■ Excerpted passage ■
________________________________________

Employers should be aware of a significant statute imposing new mental health parity requirements on group health plans: the Paul Wellstone and Pete Domenici Mental Health Parity and Addiction Equity Act of 2008, Pub. Law 110-343 (“MHPAEA”). MHPAEA was signed into law on October 3, 2008, as part of the Emergency Economic Stabilization Act of 2008, effective for plan years beginning one year after enactment.This Client Alert provides a summary of the new requirements of MHPAEA applicable to group health plans that require the immediate attention of employers.
- MHPAEA is effective for plan years beginning after October 3, 2009 (January 1, 2010, for calendar year plans).

________________________________________

■ Extracted records ■
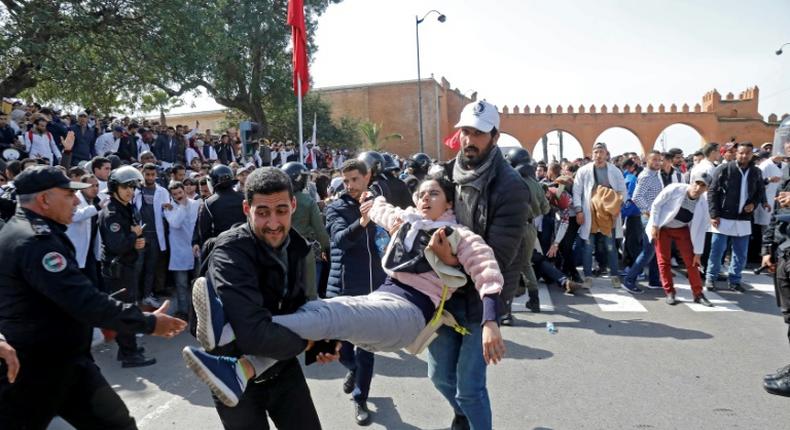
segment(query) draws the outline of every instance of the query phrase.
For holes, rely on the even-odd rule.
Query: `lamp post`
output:
[[[428,13],[423,15],[422,18],[419,15],[415,15],[414,17],[414,29],[417,35],[417,109],[419,111],[419,122],[420,122],[420,152],[425,152],[425,142],[423,141],[422,135],[422,83],[420,82],[420,23],[425,21],[425,18],[428,17],[432,12],[436,12],[439,15],[436,19],[439,22],[444,22],[447,20],[447,17],[444,16],[443,13],[439,12],[438,10],[432,9],[429,10]]]

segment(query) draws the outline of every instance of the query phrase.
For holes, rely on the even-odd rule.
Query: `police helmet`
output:
[[[308,170],[304,164],[296,161],[289,161],[283,164],[280,170],[291,178],[291,185],[295,193],[304,190],[304,187],[307,185],[308,175],[310,174],[310,170]]]
[[[411,156],[411,166],[416,173],[428,173],[428,169],[431,168],[431,157],[428,154],[423,152],[418,152]]]
[[[370,177],[378,176],[384,171],[384,157],[376,151],[365,151],[357,155],[357,160],[364,162],[368,165],[370,170]]]
[[[384,171],[385,172],[397,172],[400,170],[400,166],[398,162],[395,161],[395,157],[386,152],[381,154],[382,158],[384,158]]]
[[[529,155],[529,151],[524,148],[510,148],[505,154],[505,160],[513,168],[522,164],[532,164],[532,157]]]
[[[143,174],[132,166],[121,166],[112,172],[107,179],[107,189],[114,193],[121,185],[139,187],[143,183]]]
[[[217,164],[216,166],[212,167],[208,175],[209,179],[211,180],[212,191],[215,188],[221,188],[223,186],[233,185],[236,183],[236,179],[233,176],[233,170],[224,164]]]

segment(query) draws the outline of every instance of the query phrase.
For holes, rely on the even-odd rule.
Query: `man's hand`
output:
[[[431,240],[428,242],[428,248],[439,257],[442,263],[448,266],[458,265],[458,257],[453,254],[453,248],[450,246],[450,241],[447,240],[447,234],[443,228],[433,232]]]
[[[483,325],[483,359],[486,364],[497,364],[505,358],[505,341],[495,321]]]
[[[763,261],[762,261],[761,266],[767,267],[768,271],[771,272],[771,273],[776,272],[776,264],[774,264],[773,261],[771,261],[771,255],[770,254],[769,255],[763,255]]]
[[[16,375],[19,374],[19,359],[16,357],[16,350],[4,340],[0,340],[0,359],[5,361],[8,372],[8,382],[14,383]]]
[[[68,152],[71,151],[71,148],[74,148],[74,132],[69,131],[66,133],[66,138],[63,139],[63,151]]]
[[[153,312],[153,315],[156,317],[156,326],[154,327],[154,332],[151,333],[152,335],[170,339],[186,328],[186,321],[173,318],[167,314],[167,308],[169,307],[170,300],[165,300],[162,306]]]
[[[373,207],[373,200],[368,200],[363,202],[359,206],[359,212],[362,214],[362,217],[359,219],[359,223],[362,224],[362,227],[367,227],[368,223],[370,222],[370,208]]]

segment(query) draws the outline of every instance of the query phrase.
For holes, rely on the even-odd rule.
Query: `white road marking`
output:
[[[647,309],[630,293],[613,288],[610,279],[593,278],[590,295],[603,312],[647,312]]]

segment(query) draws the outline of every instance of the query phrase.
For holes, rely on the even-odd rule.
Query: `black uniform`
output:
[[[99,292],[79,269],[66,227],[20,208],[0,231],[0,333],[22,364],[14,384],[0,365],[0,428],[134,429],[93,362],[92,327],[151,333],[153,315]]]
[[[280,251],[259,240],[244,223],[222,233],[208,257],[206,277],[217,288],[236,340],[212,353],[260,355],[279,360],[247,385],[239,404],[215,400],[226,429],[265,423],[279,429],[320,429],[302,369],[296,360],[307,342],[278,324],[272,315],[295,312],[307,301],[305,265],[310,246],[291,229]],[[259,425],[259,424],[255,424]],[[260,426],[260,425],[259,425]]]
[[[203,247],[209,239],[230,230],[236,224],[246,221],[242,202],[244,195],[228,185],[217,188],[215,194],[200,206],[193,245]]]
[[[134,270],[137,250],[134,247],[137,235],[133,225],[139,225],[139,215],[132,204],[124,205],[115,197],[99,213],[99,233],[102,238],[102,279],[108,293],[126,288],[116,297],[126,303],[137,299],[138,277]],[[118,359],[137,354],[137,338],[134,334],[118,333]]]

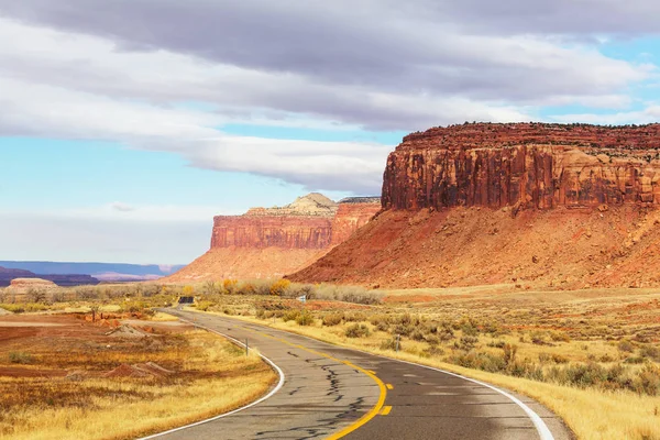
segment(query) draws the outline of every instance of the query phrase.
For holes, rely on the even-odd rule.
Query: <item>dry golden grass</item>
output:
[[[453,289],[415,289],[388,293],[404,297],[359,311],[317,310],[314,301],[306,305],[315,319],[300,326],[298,312],[283,307],[278,299],[271,302],[257,297],[226,297],[210,309],[233,315],[238,319],[355,348],[375,354],[398,358],[499,385],[528,395],[559,415],[579,439],[660,439],[660,395],[629,389],[606,389],[598,384],[562,385],[546,378],[539,382],[509,374],[468,369],[455,363],[465,353],[502,358],[502,345],[517,346],[516,360],[531,365],[532,373],[585,365],[603,369],[623,366],[624,384],[648,365],[660,365],[648,352],[658,348],[660,338],[660,294],[641,289],[607,289],[579,292],[525,292],[506,286],[479,286]],[[430,298],[429,298],[430,297]],[[414,302],[411,302],[411,300]],[[301,307],[301,306],[300,306]],[[420,324],[432,327],[444,322],[451,328],[448,340],[421,332],[421,340],[410,333],[402,338],[402,351],[387,348],[396,324],[381,324],[409,315]],[[257,318],[258,316],[258,318]],[[323,326],[323,317],[332,316]],[[337,317],[341,320],[337,323]],[[284,319],[287,319],[285,322]],[[346,329],[361,322],[371,332],[363,338],[346,337]],[[373,323],[372,323],[373,322]],[[404,326],[405,327],[405,326]],[[400,328],[400,327],[399,327]],[[405,330],[405,328],[404,328]],[[476,338],[473,346],[463,346],[464,338]],[[432,341],[432,338],[439,341]],[[469,341],[469,339],[468,339]],[[622,350],[619,344],[629,345]],[[645,351],[646,358],[645,358]],[[640,363],[632,363],[640,362]],[[649,392],[657,389],[658,376],[651,377]],[[654,385],[653,385],[654,384]],[[604,386],[615,386],[605,383]],[[656,386],[656,388],[653,388]]]
[[[157,350],[86,355],[26,348],[30,367],[94,369],[155,361],[165,377],[0,378],[0,439],[129,439],[208,418],[266,393],[276,374],[262,360],[206,332],[173,336]],[[169,348],[170,345],[170,348]],[[31,350],[34,349],[34,350]],[[103,356],[105,359],[99,359]]]

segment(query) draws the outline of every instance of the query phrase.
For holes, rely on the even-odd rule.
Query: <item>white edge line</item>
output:
[[[378,355],[378,354],[376,354]],[[528,407],[527,405],[525,405],[522,402],[520,402],[519,398],[517,398],[516,396],[513,396],[510,394],[508,394],[507,392],[505,392],[504,389],[499,389],[496,386],[493,386],[491,384],[486,384],[485,382],[481,382],[477,381],[475,378],[471,378],[471,377],[465,377],[461,374],[457,374],[457,373],[452,373],[452,372],[448,372],[444,370],[440,370],[440,369],[436,369],[432,366],[428,366],[428,365],[422,365],[422,364],[417,364],[415,362],[408,362],[408,361],[402,361],[400,359],[393,359],[393,358],[387,358],[387,356],[382,356],[382,358],[386,358],[386,359],[392,359],[394,361],[398,361],[398,362],[403,362],[405,364],[410,364],[410,365],[416,365],[416,366],[421,366],[422,369],[428,369],[428,370],[435,370],[437,372],[440,373],[444,373],[444,374],[449,374],[450,376],[454,376],[454,377],[460,377],[462,380],[465,381],[470,381],[470,382],[474,382],[475,384],[485,386],[487,388],[491,388],[499,394],[502,394],[503,396],[509,398],[510,400],[513,400],[516,405],[518,405],[520,408],[522,408],[522,410],[527,414],[527,416],[529,416],[529,418],[531,419],[531,422],[534,424],[534,426],[536,427],[541,440],[554,440],[554,437],[552,436],[552,432],[550,431],[550,429],[548,428],[548,426],[546,425],[546,422],[543,421],[543,419],[541,419],[541,417],[536,414],[534,411],[534,409],[531,409],[530,407]]]
[[[230,317],[228,317],[228,318],[231,319]],[[331,342],[321,341],[319,339],[310,338],[310,337],[305,336],[305,334],[295,333],[293,331],[286,331],[286,330],[282,330],[282,329],[276,329],[276,328],[273,328],[273,327],[267,327],[267,326],[263,326],[263,324],[254,323],[254,322],[241,321],[239,319],[234,319],[234,320],[239,321],[239,322],[253,323],[253,324],[265,327],[267,329],[275,330],[275,331],[282,331],[282,332],[285,332],[285,333],[295,334],[297,337],[302,337],[302,338],[306,338],[306,339],[309,339],[309,340],[312,340],[312,341],[316,341],[316,342],[322,342],[322,343],[327,343],[327,344],[330,344],[330,345],[340,346],[340,345],[333,344]],[[539,437],[541,438],[541,440],[554,440],[554,437],[552,436],[552,431],[550,431],[550,428],[548,428],[548,426],[546,425],[546,422],[543,421],[543,419],[541,419],[541,417],[538,414],[536,414],[534,411],[534,409],[531,409],[530,407],[528,407],[527,405],[525,405],[516,396],[513,396],[509,393],[505,392],[504,389],[499,389],[499,388],[497,388],[494,385],[486,384],[485,382],[481,382],[481,381],[477,381],[475,378],[465,377],[465,376],[463,376],[461,374],[458,374],[458,373],[452,373],[452,372],[448,372],[446,370],[436,369],[436,367],[429,366],[429,365],[418,364],[418,363],[409,362],[409,361],[403,361],[400,359],[389,358],[389,356],[385,356],[385,355],[376,354],[376,353],[370,353],[370,352],[364,351],[364,350],[353,349],[353,348],[349,348],[349,346],[341,346],[341,348],[342,349],[353,350],[353,351],[356,351],[356,352],[360,352],[360,353],[364,353],[364,354],[369,354],[369,355],[372,355],[372,356],[387,359],[389,361],[397,361],[397,362],[402,362],[404,364],[409,364],[409,365],[415,365],[415,366],[421,366],[422,369],[433,370],[433,371],[437,371],[437,372],[440,372],[440,373],[449,374],[450,376],[463,378],[465,381],[473,382],[475,384],[479,384],[479,385],[485,386],[487,388],[491,388],[491,389],[493,389],[493,391],[502,394],[503,396],[507,397],[508,399],[510,399],[514,404],[518,405],[525,411],[525,414],[527,414],[527,416],[531,419],[531,422],[534,424],[534,426],[535,426],[537,432],[539,433]]]
[[[200,326],[200,324],[199,324],[199,323],[197,323],[197,322],[190,322],[190,321],[188,321],[187,319],[183,319],[183,318],[179,318],[179,317],[177,317],[177,318],[178,318],[178,319],[180,319],[180,320],[182,320],[182,321],[184,321],[184,322],[191,323],[191,324],[194,324],[195,327],[199,327],[199,328],[201,328],[201,329],[205,329],[206,331],[210,331],[211,333],[216,333],[216,334],[219,334],[219,336],[221,336],[221,337],[223,337],[223,338],[227,338],[227,339],[229,339],[231,342],[233,342],[233,343],[238,344],[239,346],[243,346],[243,348],[245,346],[245,344],[244,344],[243,342],[241,342],[241,341],[239,341],[239,340],[237,340],[237,339],[234,339],[234,338],[232,338],[232,337],[230,337],[230,336],[227,336],[227,334],[224,334],[224,333],[220,333],[219,331],[216,331],[216,330],[211,330],[211,329],[209,329],[208,327]],[[273,395],[274,395],[275,393],[277,393],[277,392],[279,391],[279,388],[282,388],[282,386],[284,385],[284,372],[282,371],[282,369],[279,369],[279,366],[277,366],[277,364],[275,364],[275,362],[271,361],[268,358],[264,356],[264,355],[263,355],[263,354],[261,354],[261,353],[257,353],[257,354],[258,354],[258,355],[260,355],[260,356],[261,356],[261,358],[262,358],[264,361],[266,361],[266,362],[267,362],[267,363],[268,363],[268,364],[270,364],[270,365],[273,367],[273,370],[275,370],[275,372],[276,372],[276,373],[279,375],[279,382],[277,383],[277,386],[271,391],[271,393],[266,394],[265,396],[263,396],[263,397],[262,397],[262,398],[260,398],[258,400],[254,400],[253,403],[251,403],[251,404],[248,404],[248,405],[245,405],[245,406],[242,406],[242,407],[240,407],[240,408],[237,408],[237,409],[234,409],[234,410],[232,410],[232,411],[224,413],[224,414],[221,414],[221,415],[219,415],[219,416],[211,417],[211,418],[209,418],[209,419],[205,419],[205,420],[196,421],[195,424],[185,425],[185,426],[183,426],[183,427],[178,427],[178,428],[169,429],[169,430],[167,430],[167,431],[163,431],[163,432],[154,433],[154,435],[151,435],[151,436],[147,436],[147,437],[141,437],[141,438],[139,438],[138,440],[148,440],[148,439],[155,439],[155,438],[158,438],[158,437],[161,437],[161,436],[166,436],[166,435],[168,435],[168,433],[173,433],[173,432],[177,432],[177,431],[183,431],[184,429],[188,429],[188,428],[193,428],[193,427],[196,427],[196,426],[199,426],[199,425],[208,424],[208,422],[210,422],[210,421],[215,421],[215,420],[221,419],[221,418],[223,418],[223,417],[228,417],[228,416],[231,416],[231,415],[233,415],[233,414],[237,414],[237,413],[239,413],[239,411],[242,411],[243,409],[251,408],[251,407],[253,407],[253,406],[255,406],[255,405],[257,405],[257,404],[261,404],[262,402],[264,402],[264,400],[266,400],[266,399],[268,399],[268,398],[273,397]]]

________________________________________

■ What to work on ■
A. From the MHPAEA summary, reproduce the stretch from "Employers should be" through "attention of employers.".
B. Answer these from the MHPAEA summary:
(i) On what date was MHPAEA signed into law?
(ii) MHPAEA was enacted as part of which act?
(iii) For calendar year plans, on what date does MHPAEA take effect?

■ Results for the exercise ■
A.
Employers should be aware of a significant statute imposing new mental health parity requirements on group health plans: the Paul Wellstone and Pete Domenici Mental Health Parity and Addiction Equity Act of 2008, Pub. Law 110-343 (“MHPAEA”). MHPAEA was signed into law on October 3, 2008, as part of the Emergency Economic Stabilization Act of 2008, effective for plan years beginning one year after enactment.This Client Alert provides a summary of the new requirements of MHPAEA applicable to group health plans that require the immediate attention of employers.

B.
(i) October 3, 2008
(ii) The Emergency Economic Stabilization Act of 2008
(iii) January 1, 2010